> **Document text**:
The term of the Note is two years and bears interest at a rate of 1% per annum. Payments of principal and interest on the loan will be deferred for the first six months of the term of the Loan. The Loan may be prepaid by the Company at any time prior to maturity with no prepayment penalties. The proceeds from the Loan may only be used for payroll costs (including benefits), interest on mortgage obligations, rent, utilities and interest on certain other debt obligations.
The Note contains customary events of default relating to, among other things, payment defaults, making materially false and misleading representations to the Lender or breaching the terms of the Loan documents. The occurrence of an event of default will result in an increase in the interest rate to 6% per annum and provides the Lender with customary remedies, including the right to require immediate payment of all amounts owed under the Note.
Pursuant to the terms of the CARES Act and the PPP, the Company may apply to the Lender for forgiveness for the amount due on the Loan. The amount eligible for forgiveness is based on the amount of Loan proceeds used by the Company (during the eight-week period after the Lender makes the first disbursement of Loan proceeds) for the payment of certain covered costs, including payroll costs (including benefits), interest on mortgage obligations, rent and utilities, subject to certain limitations and reductions in accordance with the CARES Act and the PPP. No assurance can be given that the Company will obtain forgiveness of the Loan in whole or in part.

> **Data provided**:
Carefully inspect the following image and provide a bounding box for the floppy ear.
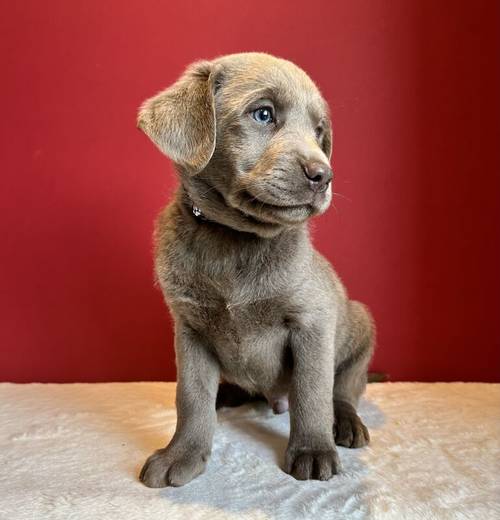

> **Work to complete**:
1) Reproduce the loan note text from "Pursuant to the" up to and including "or in part.", swapping "Lender" for "Bank".
2) Answer these questions from the loan note text.
(a) At what annual rate does the Note bear interest?
(b) To what annual rate does the interest rate increase if an event of default occurs?
(c) During what period must Loan proceeds be used for covered costs to count toward forgiveness?
Use only the loan note text when answering.

> **Outputs in order**:
1)
Pursuant to the terms of the CARES Act and the PPP, the Company may apply to the Bank for forgiveness for the amount due on the Loan. The amount eligible for forgiveness is based on the amount of Loan proceeds used by the Company (during the eight-week period after the Bank makes the first disbursement of Loan proceeds) for the payment of certain covered costs, including payroll costs (including benefits), interest on mortgage obligations, rent and utilities, subject to certain limitations and reductions in accordance with the CARES Act and the PPP. No assurance can be given that the Company will obtain forgiveness of the Loan in whole or in part.

2)
(a) 1% per annum.
(b) 6% per annum.
(c) The eight-week period after the Lender makes the first disbursement of Loan proceeds.